### Problem to solve
Answer these from the MetaWards data page.
(a) What is the name of the separate repository that holds the data MetaWards uses?
(b) Which command-line argument passes the full path of the data to metawards?
(c) What is the name of the file the version script creates?

### Excerpt
━━━━━━━━━━
Model data

Getting the data

MetaWards uses a large amount of data to describe the network over which the model is run. This data is stored in a separate MetaWardsData repository.

You can download this data in one of two ways;

Direct download

Download one of the data releases from the releases page. It is best to choose the latest release unless you are trying to reproduce an earler calculation.

You can download the data as a zip or a tar.gz archive, and can unpack it using either;

tar -zxvf MetaWardsData-0.2.0.tar.gz

if you downloaded the 0.2.0 release tar.gz file, or

unzip MetaWardsData-0.2.0.zip

if you downloaded the zip file.

Git clone

You can clone the data repository using

git clone https://github.com/metawards/MetaWardsData

Finding the data

Once you have downloaded the data you will need to tell metawards where the data is located. This can be done in one of three ways;

  1. Set the METAWARDSDATA environment variable equal to the full path to the data, e.g.

    export METAWARDSDATA=$HOME/MetaWardsData
    

    (assuming you have placed it in your home directory)

  2. Pass the full path to the data to metawards using the command line argument --repository, e.g.

        metawards --repository $HOME/MetaWardsData
    
    (again assumes you have placed it in your home directory)
    
  3. Move the data to $HOME/GitHub/MetaWardsData as this is the default search location, e.g.

    mkdir $HOME/GitHub
    mv $HOME/MetaWardsData $HOME/GitHub/
    

Versioning the data

Provenance is very important for MetaWards. It is important to know what inputs were used for a model run so that it is possible to recreate the calculation and thus reproduce the result.

To aid this, MetaWardsData has a small script that you should run after you have downloaded the data. This will version the data by finding the git tag of the data. Run this script using;

cd $METAWARDSDATA
./version

This will create a small file called version.txt which will look something like this;

{"version": "0.2.0","repository": "https://github.com/metawards/MetaWardsData","branch": "main"}

This file will be read by metawards during a run to embed enough information in the outputs to enable others to download the same MetaWardsData input as you.
━━━━━━━━━━
### Information supplied

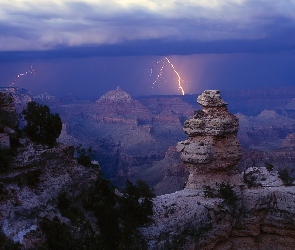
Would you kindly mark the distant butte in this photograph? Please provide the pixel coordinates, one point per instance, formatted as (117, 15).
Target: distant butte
(117, 95)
━━━━━━━━━━
### Solution to this exercise
(a) MetaWardsData
(b) --repository
(c) version.txt